◆ Суть задания ◆
Перепишите все приведённые ниже данные слово в слово, не включая в ответ изображения.

◆ Исходные данные ◆
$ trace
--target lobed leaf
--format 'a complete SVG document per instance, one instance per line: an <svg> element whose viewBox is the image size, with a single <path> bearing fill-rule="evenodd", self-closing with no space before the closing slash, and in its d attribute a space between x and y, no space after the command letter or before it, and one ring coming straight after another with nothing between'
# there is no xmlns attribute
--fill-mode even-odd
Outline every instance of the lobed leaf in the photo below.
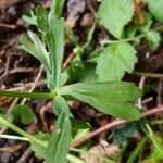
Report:
<svg viewBox="0 0 163 163"><path fill-rule="evenodd" d="M58 97L54 103L54 109L58 115L58 121L55 123L55 129L53 130L50 141L47 148L46 160L48 163L65 163L66 154L72 140L72 123L71 114L66 102L62 97Z"/></svg>
<svg viewBox="0 0 163 163"><path fill-rule="evenodd" d="M64 55L64 20L58 18L52 12L49 14L49 50L52 64L53 87L60 86L62 61Z"/></svg>
<svg viewBox="0 0 163 163"><path fill-rule="evenodd" d="M134 15L133 0L102 0L98 17L114 37L121 38L125 25Z"/></svg>
<svg viewBox="0 0 163 163"><path fill-rule="evenodd" d="M97 110L126 120L140 118L134 101L142 92L130 83L78 83L61 88L65 98L75 98L84 101Z"/></svg>
<svg viewBox="0 0 163 163"><path fill-rule="evenodd" d="M150 13L161 23L163 23L163 0L146 0Z"/></svg>
<svg viewBox="0 0 163 163"><path fill-rule="evenodd" d="M43 64L46 70L51 72L49 53L47 52L45 45L35 33L29 30L28 36L33 42L29 41L25 36L22 36L20 48L37 58Z"/></svg>
<svg viewBox="0 0 163 163"><path fill-rule="evenodd" d="M121 80L125 72L134 71L136 62L133 46L127 42L110 45L100 54L96 72L101 82Z"/></svg>

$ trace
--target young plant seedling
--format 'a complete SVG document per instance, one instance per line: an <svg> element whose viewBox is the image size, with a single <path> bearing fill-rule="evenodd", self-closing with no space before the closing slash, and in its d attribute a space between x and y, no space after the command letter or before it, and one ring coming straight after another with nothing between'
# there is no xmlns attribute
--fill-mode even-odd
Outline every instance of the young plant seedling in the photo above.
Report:
<svg viewBox="0 0 163 163"><path fill-rule="evenodd" d="M129 121L140 118L140 113L134 102L141 97L142 92L131 83L93 82L63 86L63 80L65 80L62 75L65 26L64 18L61 17L63 4L64 0L53 0L49 13L42 7L37 7L37 21L35 23L37 23L41 40L30 30L28 32L28 38L26 36L21 37L20 48L37 58L45 66L47 86L50 92L0 91L0 96L52 100L52 109L58 116L58 121L50 138L45 138L42 135L32 136L5 121L2 116L0 117L2 125L27 138L36 155L46 159L48 163L67 162L66 155L74 137L73 123L75 120L66 100L77 99L105 114L120 118ZM118 38L121 32L114 35ZM120 49L122 46L124 45L121 43ZM129 48L128 53L135 53L129 45L125 45L125 48Z"/></svg>

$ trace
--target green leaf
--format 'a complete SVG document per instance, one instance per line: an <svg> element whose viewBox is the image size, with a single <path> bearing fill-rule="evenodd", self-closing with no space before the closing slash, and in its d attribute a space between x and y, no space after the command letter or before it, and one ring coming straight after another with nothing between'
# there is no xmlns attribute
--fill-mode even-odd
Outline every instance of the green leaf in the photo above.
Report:
<svg viewBox="0 0 163 163"><path fill-rule="evenodd" d="M15 117L21 117L21 122L25 125L30 124L35 118L35 114L32 108L29 108L28 105L15 105L13 108L12 114Z"/></svg>
<svg viewBox="0 0 163 163"><path fill-rule="evenodd" d="M156 50L156 48L159 47L160 41L161 41L160 33L158 33L155 30L149 30L146 35L146 38L149 41L150 49Z"/></svg>
<svg viewBox="0 0 163 163"><path fill-rule="evenodd" d="M40 39L35 33L29 30L28 36L33 42L29 41L25 36L22 36L20 48L30 53L35 58L37 58L45 65L45 67L50 72L51 65L50 65L49 53L47 52L45 45L40 41Z"/></svg>
<svg viewBox="0 0 163 163"><path fill-rule="evenodd" d="M58 115L58 121L55 123L55 129L50 137L46 160L48 163L65 163L72 140L72 115L68 111L67 103L60 96L53 101L53 109Z"/></svg>
<svg viewBox="0 0 163 163"><path fill-rule="evenodd" d="M99 57L97 74L102 82L121 80L125 72L134 71L136 62L136 50L129 43L110 45Z"/></svg>
<svg viewBox="0 0 163 163"><path fill-rule="evenodd" d="M70 116L61 112L55 129L50 137L46 160L48 163L65 163L66 154L72 140L72 124Z"/></svg>
<svg viewBox="0 0 163 163"><path fill-rule="evenodd" d="M29 25L36 25L37 26L37 16L34 14L33 11L30 11L30 15L29 16L23 15L22 18L23 18L23 21L25 21Z"/></svg>
<svg viewBox="0 0 163 163"><path fill-rule="evenodd" d="M49 14L49 50L52 64L53 88L60 86L62 61L64 55L64 20L58 18L53 13Z"/></svg>
<svg viewBox="0 0 163 163"><path fill-rule="evenodd" d="M95 63L84 63L84 67L85 68L82 73L79 82L82 82L82 83L98 82L98 75L96 74L96 64Z"/></svg>
<svg viewBox="0 0 163 163"><path fill-rule="evenodd" d="M125 25L134 15L133 0L102 0L98 11L100 24L113 36L121 38Z"/></svg>
<svg viewBox="0 0 163 163"><path fill-rule="evenodd" d="M163 0L146 0L150 13L161 23L163 23Z"/></svg>
<svg viewBox="0 0 163 163"><path fill-rule="evenodd" d="M145 136L140 142L138 143L138 146L135 148L135 150L131 152L130 156L127 160L127 163L133 163L135 162L135 160L137 159L137 156L139 155L139 153L143 152L145 146L148 141L148 137Z"/></svg>
<svg viewBox="0 0 163 163"><path fill-rule="evenodd" d="M42 140L45 145L48 145L48 141L50 139L50 135L39 131L37 135L35 135L36 138ZM38 159L46 159L46 147L42 147L38 143L35 143L34 141L30 141L32 149L35 152L35 156Z"/></svg>
<svg viewBox="0 0 163 163"><path fill-rule="evenodd" d="M51 11L60 17L63 12L65 0L52 0Z"/></svg>
<svg viewBox="0 0 163 163"><path fill-rule="evenodd" d="M158 135L153 134L150 136L153 142L153 150L150 153L148 160L156 161L163 159L163 140Z"/></svg>
<svg viewBox="0 0 163 163"><path fill-rule="evenodd" d="M129 123L114 129L113 141L121 146L127 146L131 138L137 138L138 136L138 127L135 123Z"/></svg>
<svg viewBox="0 0 163 163"><path fill-rule="evenodd" d="M38 28L42 32L48 32L48 13L45 8L38 5L36 8L36 15L37 15L37 24Z"/></svg>
<svg viewBox="0 0 163 163"><path fill-rule="evenodd" d="M134 101L141 97L141 90L130 83L78 83L61 88L65 98L84 101L97 110L127 120L140 118Z"/></svg>
<svg viewBox="0 0 163 163"><path fill-rule="evenodd" d="M72 126L73 126L73 128L72 128L73 138L74 137L76 138L76 135L78 135L78 131L89 130L88 128L90 128L90 125L88 123L85 123L85 122L82 122L78 120L74 120L74 118L71 118L71 122L72 122Z"/></svg>
<svg viewBox="0 0 163 163"><path fill-rule="evenodd" d="M153 21L152 21L152 16L148 13L148 12L143 12L143 18L145 18L145 23L142 25L138 25L138 29L141 32L141 33L147 33Z"/></svg>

◆ Письменный ответ ◆
$ trace
--target lobed leaf
--format 'a complete SVG document per instance, one instance per line: an <svg> element whose viewBox is the image size, with a single <path> bearing fill-rule="evenodd", self-closing with no space before the closing slash, and in its d attribute a space between x and y, no space after the command letter or before it, and one ring coming straight after another with nothing between'
# there is no xmlns attribute
--fill-mode even-odd
Outline every instance of the lobed leaf in the photo below.
Report:
<svg viewBox="0 0 163 163"><path fill-rule="evenodd" d="M58 97L54 103L54 109L58 115L58 121L55 123L55 129L53 130L50 141L47 148L46 160L48 163L65 163L66 154L72 140L72 123L71 114L66 102L62 97Z"/></svg>
<svg viewBox="0 0 163 163"><path fill-rule="evenodd" d="M64 55L64 20L58 18L52 12L49 14L49 50L52 64L53 87L60 86L62 61Z"/></svg>
<svg viewBox="0 0 163 163"><path fill-rule="evenodd" d="M134 15L133 0L102 0L98 17L114 37L121 38L125 25Z"/></svg>
<svg viewBox="0 0 163 163"><path fill-rule="evenodd" d="M97 110L126 120L140 118L134 101L142 92L130 83L78 83L61 88L65 98L75 98L84 101Z"/></svg>
<svg viewBox="0 0 163 163"><path fill-rule="evenodd" d="M150 13L161 23L163 23L163 0L146 0Z"/></svg>
<svg viewBox="0 0 163 163"><path fill-rule="evenodd" d="M43 64L46 70L51 72L49 53L47 52L45 45L35 33L29 30L28 36L33 42L29 41L25 36L22 36L20 48L37 58Z"/></svg>
<svg viewBox="0 0 163 163"><path fill-rule="evenodd" d="M121 80L125 72L134 71L136 62L133 46L127 42L110 45L100 54L96 72L101 82Z"/></svg>

$ trace
--target young plant seedling
--format 'a complete SVG document per instance, one instance per line: an <svg> element whose viewBox is the image size, with a single <path> bearing fill-rule="evenodd", self-closing with no space before the closing slash, and in its d attribute a space between x and y, no space after the command letter or before it, and one ring coming straight after another with nothing between'
# there is no xmlns attribute
--fill-mode even-odd
Outline every instance of the young plant seedling in the photo above.
Report:
<svg viewBox="0 0 163 163"><path fill-rule="evenodd" d="M129 121L140 118L140 113L134 102L141 97L142 92L131 83L93 82L63 86L63 80L65 80L62 75L65 26L64 18L61 17L63 4L64 0L53 0L49 13L42 7L37 7L37 21L35 23L37 23L41 40L30 30L28 32L28 38L26 36L21 37L20 48L37 58L45 66L47 86L50 92L0 91L0 96L52 100L52 109L58 116L58 121L50 138L45 138L42 135L32 136L5 121L2 116L0 117L2 125L27 138L36 155L46 159L48 163L67 162L66 155L74 137L73 123L75 120L66 100L77 99L105 114L120 118ZM118 38L121 32L114 35ZM120 49L122 46L124 45L121 43ZM129 48L128 53L135 53L129 45L125 45L125 48Z"/></svg>

$ trace
--target green leaf
--format 'a complete SVG document per instance, one instance per line: an <svg> element whose viewBox is the image size, with a single <path> bearing fill-rule="evenodd", self-closing with no space before the closing slash, and in its d attribute a space between x and y, no space after the command letter or before it, and one ring coming straight after another with nothing between'
# there is no xmlns attribute
--fill-mode even-odd
Outline every instance of the green leaf in the photo above.
Report:
<svg viewBox="0 0 163 163"><path fill-rule="evenodd" d="M15 117L21 117L21 122L25 125L30 124L35 118L35 114L32 108L29 108L28 105L15 105L13 108L12 114Z"/></svg>
<svg viewBox="0 0 163 163"><path fill-rule="evenodd" d="M156 50L156 48L159 47L160 41L161 41L160 33L158 33L155 30L149 30L146 35L146 38L149 41L150 49Z"/></svg>
<svg viewBox="0 0 163 163"><path fill-rule="evenodd" d="M40 39L35 33L29 30L28 36L33 42L29 41L25 36L22 36L20 48L30 53L35 58L37 58L45 65L45 67L50 72L51 65L50 65L49 53L47 52L45 45L40 41Z"/></svg>
<svg viewBox="0 0 163 163"><path fill-rule="evenodd" d="M58 115L58 121L55 123L55 129L50 137L46 160L48 163L65 163L72 140L72 115L68 111L67 103L60 96L53 101L53 109Z"/></svg>
<svg viewBox="0 0 163 163"><path fill-rule="evenodd" d="M99 57L97 74L102 82L121 80L125 72L134 71L136 62L136 50L129 43L110 45Z"/></svg>
<svg viewBox="0 0 163 163"><path fill-rule="evenodd" d="M70 116L61 112L55 129L50 137L46 160L48 163L65 163L66 154L72 140L72 124Z"/></svg>
<svg viewBox="0 0 163 163"><path fill-rule="evenodd" d="M29 25L36 25L37 26L37 16L34 14L33 11L30 11L30 15L29 16L23 15L22 18L23 18L23 21L25 21Z"/></svg>
<svg viewBox="0 0 163 163"><path fill-rule="evenodd" d="M49 14L49 50L52 64L53 88L60 86L62 61L64 55L64 20L58 18L53 13Z"/></svg>
<svg viewBox="0 0 163 163"><path fill-rule="evenodd" d="M95 63L84 63L84 67L85 68L82 73L79 82L82 82L82 83L98 82L98 75L96 74L96 64Z"/></svg>
<svg viewBox="0 0 163 163"><path fill-rule="evenodd" d="M125 25L134 15L133 0L102 0L98 11L100 24L113 36L121 38Z"/></svg>
<svg viewBox="0 0 163 163"><path fill-rule="evenodd" d="M163 0L146 0L150 13L161 23L163 23Z"/></svg>
<svg viewBox="0 0 163 163"><path fill-rule="evenodd" d="M145 136L140 142L138 143L138 146L135 148L135 150L131 152L130 156L127 160L127 163L133 163L135 162L135 160L137 159L137 156L139 155L139 153L143 152L145 146L148 141L148 137Z"/></svg>
<svg viewBox="0 0 163 163"><path fill-rule="evenodd" d="M42 140L45 145L48 145L48 141L50 139L50 135L39 131L37 135L35 135L36 138ZM38 159L46 159L46 147L42 147L38 143L35 143L34 141L30 141L32 149L35 152L35 156Z"/></svg>
<svg viewBox="0 0 163 163"><path fill-rule="evenodd" d="M51 11L60 17L63 12L65 0L52 0Z"/></svg>
<svg viewBox="0 0 163 163"><path fill-rule="evenodd" d="M158 135L153 134L150 136L153 142L153 150L150 153L148 160L156 161L163 159L163 140Z"/></svg>
<svg viewBox="0 0 163 163"><path fill-rule="evenodd" d="M129 123L114 129L113 141L121 146L127 146L131 138L137 138L138 136L138 127L135 123Z"/></svg>
<svg viewBox="0 0 163 163"><path fill-rule="evenodd" d="M38 28L42 32L48 32L48 13L45 8L38 5L36 8L36 15L37 15L37 24Z"/></svg>
<svg viewBox="0 0 163 163"><path fill-rule="evenodd" d="M134 101L141 97L141 90L130 83L78 83L61 88L65 98L84 101L97 110L127 120L140 118Z"/></svg>
<svg viewBox="0 0 163 163"><path fill-rule="evenodd" d="M72 126L73 126L73 128L72 128L73 138L74 137L76 138L76 135L78 135L78 131L89 130L88 128L90 128L90 125L88 123L85 123L85 122L82 122L78 120L74 120L74 118L71 118L71 122L72 122Z"/></svg>
<svg viewBox="0 0 163 163"><path fill-rule="evenodd" d="M153 21L152 21L152 16L148 13L148 12L143 12L143 18L145 18L145 23L142 25L138 25L138 29L141 32L141 33L147 33Z"/></svg>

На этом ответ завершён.